→ **WORK TO DO**:
Reproduce word for word the records starting at the line that contains "Object detection annotation — target class is flag" and ending at the last line of the records, with both of those lines included.

→ **RAW RECORDS**:
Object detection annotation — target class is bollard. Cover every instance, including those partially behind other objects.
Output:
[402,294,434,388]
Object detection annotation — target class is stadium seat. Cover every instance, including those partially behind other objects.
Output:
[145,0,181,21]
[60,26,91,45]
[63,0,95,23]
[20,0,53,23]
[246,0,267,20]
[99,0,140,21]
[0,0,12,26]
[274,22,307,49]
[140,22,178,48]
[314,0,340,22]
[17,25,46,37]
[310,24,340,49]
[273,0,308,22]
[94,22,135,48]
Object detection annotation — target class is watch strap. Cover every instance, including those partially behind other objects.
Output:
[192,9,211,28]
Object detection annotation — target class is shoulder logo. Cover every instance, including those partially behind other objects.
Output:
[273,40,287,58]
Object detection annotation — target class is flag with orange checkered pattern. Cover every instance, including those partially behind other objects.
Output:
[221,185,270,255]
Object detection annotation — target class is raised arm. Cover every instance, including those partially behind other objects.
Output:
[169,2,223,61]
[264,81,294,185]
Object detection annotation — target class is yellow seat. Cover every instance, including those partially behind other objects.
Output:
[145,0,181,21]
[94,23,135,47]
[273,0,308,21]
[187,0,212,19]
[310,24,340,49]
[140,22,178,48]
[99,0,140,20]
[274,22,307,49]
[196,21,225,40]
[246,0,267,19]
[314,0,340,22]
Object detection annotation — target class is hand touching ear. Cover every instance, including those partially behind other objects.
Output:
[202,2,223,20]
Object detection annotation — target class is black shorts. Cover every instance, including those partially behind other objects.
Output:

→ **RESPONSE TO THIS TASK**:
Object detection annotation — target class is flag with orange checkered pattern. Cover every instance, including those partially behind other objects.
Output:
[221,185,270,255]
Object detection annotation — target class is raised arm. Cover every instance, including those partially behind other objects.
Output:
[169,2,223,61]
[264,81,294,185]
Object detection annotation — target class is yellow seat. Cover every instance, including those partially behind other objects.
Output:
[145,0,181,21]
[94,23,135,47]
[273,0,308,21]
[187,0,212,19]
[310,24,340,49]
[140,22,178,48]
[99,0,140,20]
[274,22,307,49]
[196,21,225,40]
[246,0,267,19]
[314,0,340,22]
Object detection annotation — target class is hand touching ear. Cover every instance, including those partially behind other objects.
Output:
[202,2,223,20]
Object detection annotation — target class is black shorts. Cover every instance, including those partially behind other objects.
Output:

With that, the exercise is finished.